Start of EXCERPT PROVIDED

Scholars view the film differently due to the openness or ambiguity of the film. The author of A Certain Realism: Making Use of Pasolini’s Film Theory and Practice, Maurizio Viano, says that in order to understand the film there must be “adequate translation.” Most scholars' writing about the film does not discuss Pasolini’s cinematographic techniques but Pasolini’s philosophical arguments. Viano argues that Pasolini intended to be theoretical in this film because he wanted to be recognized as “a film theorist.”
[edit] Etymology of the Title and the Film's Structure
Teorema means theorem in Italian. Its root comes from a Greek word theorema meaning “spectacle”, “intuition”, and “theorem.” Viano suggests that the film should be considered under the theory of spectatorship because each family member gazes at the guest and his loins.
As a term, theorem is also often considered as mathematical or formulaic. In this sense, the film also contains a programmatic structure. First of all, the film starts with documentary-like images. Then, it moves on to the opening credit with a dark volcanic desert, a home party scene, cuts of the factory in sepia tone, introduction of each family member in silence and sepia tone, then, the guest sitting in the back yard in color. The middle section is divided into three: “seductions”, “confessions” and “transformations”.
Not only is the film's structure formulaic, but so is the psychological development of each character. The way each character changes their state of mind is the same. They all fall into a sexual desire for the guest. They all have sex with him. When the guest leaves, they all, except the maid, confess to him how they feel about themselves. After he leaves, they lose the identity they had before. The daughter succumbs to a rigid psychosis. The son psychotically paints his desire for the guest. The mother picks up young men who resemble the guest and has sex with them. The father strips down in the middle of the train station. The maid goes back to her village and performs miracles but asks to be buried. They all go through “seductions,” “confessions” and “transformations.”

End of EXCERPT PROVIDED
Start of DATASET EXTRACT

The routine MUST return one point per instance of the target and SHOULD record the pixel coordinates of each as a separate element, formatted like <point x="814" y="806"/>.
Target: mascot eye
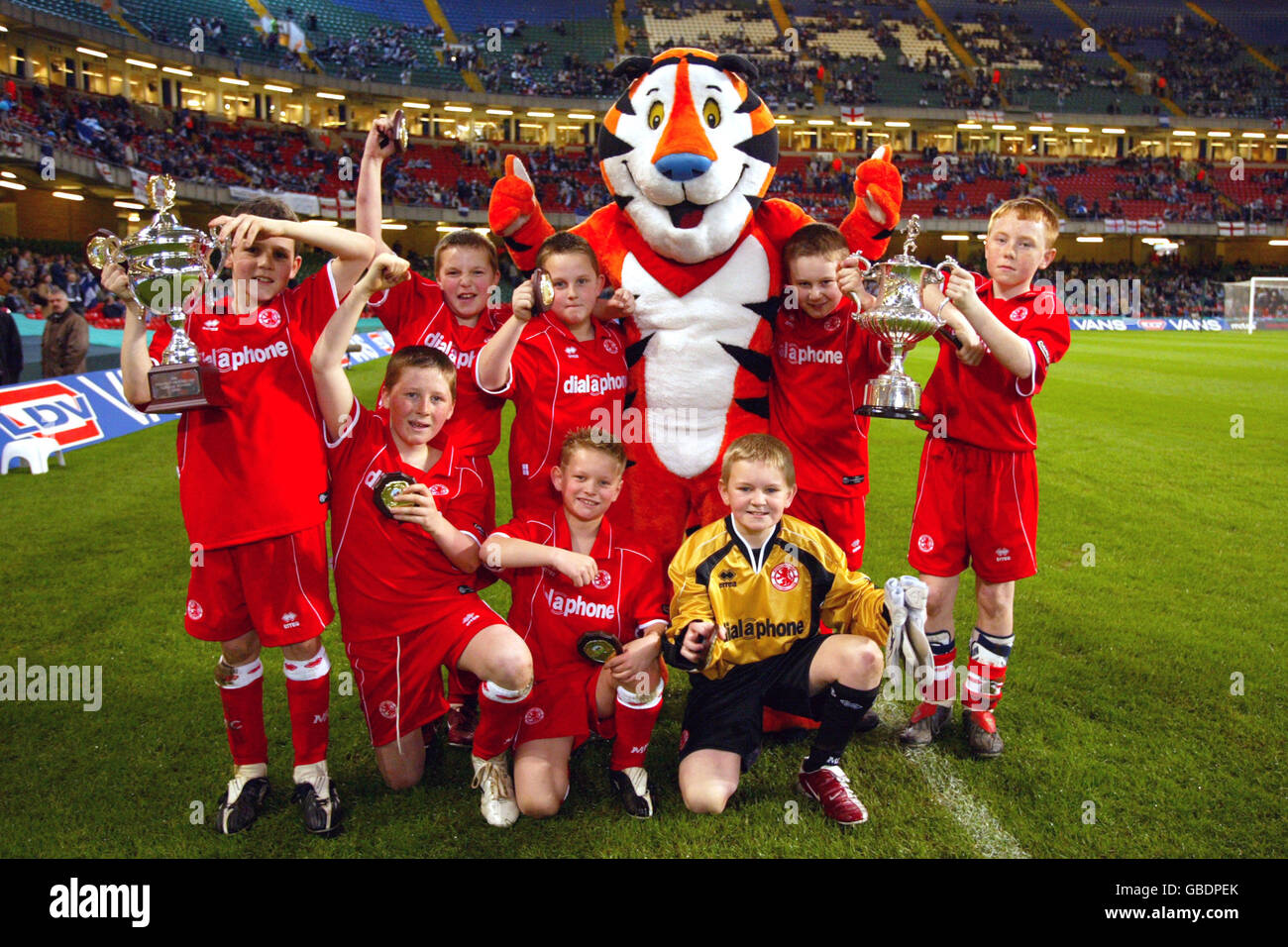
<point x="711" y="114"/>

End of DATASET EXTRACT

[GIVEN TASK 1]:
Echo the passage from the excerpt on Teorema, starting with "Scholars view the" and going on through "and his loins.".
[GIVEN TASK 2]:
According to the excerpt on Teorema, what does the maid do after the guest leaves?

[FINAL ANSWER 1]:
Scholars view the film differently due to the openness or ambiguity of the film. The author of A Certain Realism: Making Use of Pasolini’s Film Theory and Practice, Maurizio Viano, says that in order to understand the film there must be “adequate translation.” Most scholars' writing about the film does not discuss Pasolini’s cinematographic techniques but Pasolini’s philosophical arguments. Viano argues that Pasolini intended to be theoretical in this film because he wanted to be recognized as “a film theorist.”
[edit] Etymology of the Title and the Film's Structure
Teorema means theorem in Italian. Its root comes from a Greek word theorema meaning “spectacle”, “intuition”, and “theorem.” Viano suggests that the film should be considered under the theory of spectatorship because each family member gazes at the guest and his loins.

[FINAL ANSWER 2]:
She goes back to her village and performs miracles but asks to be buried.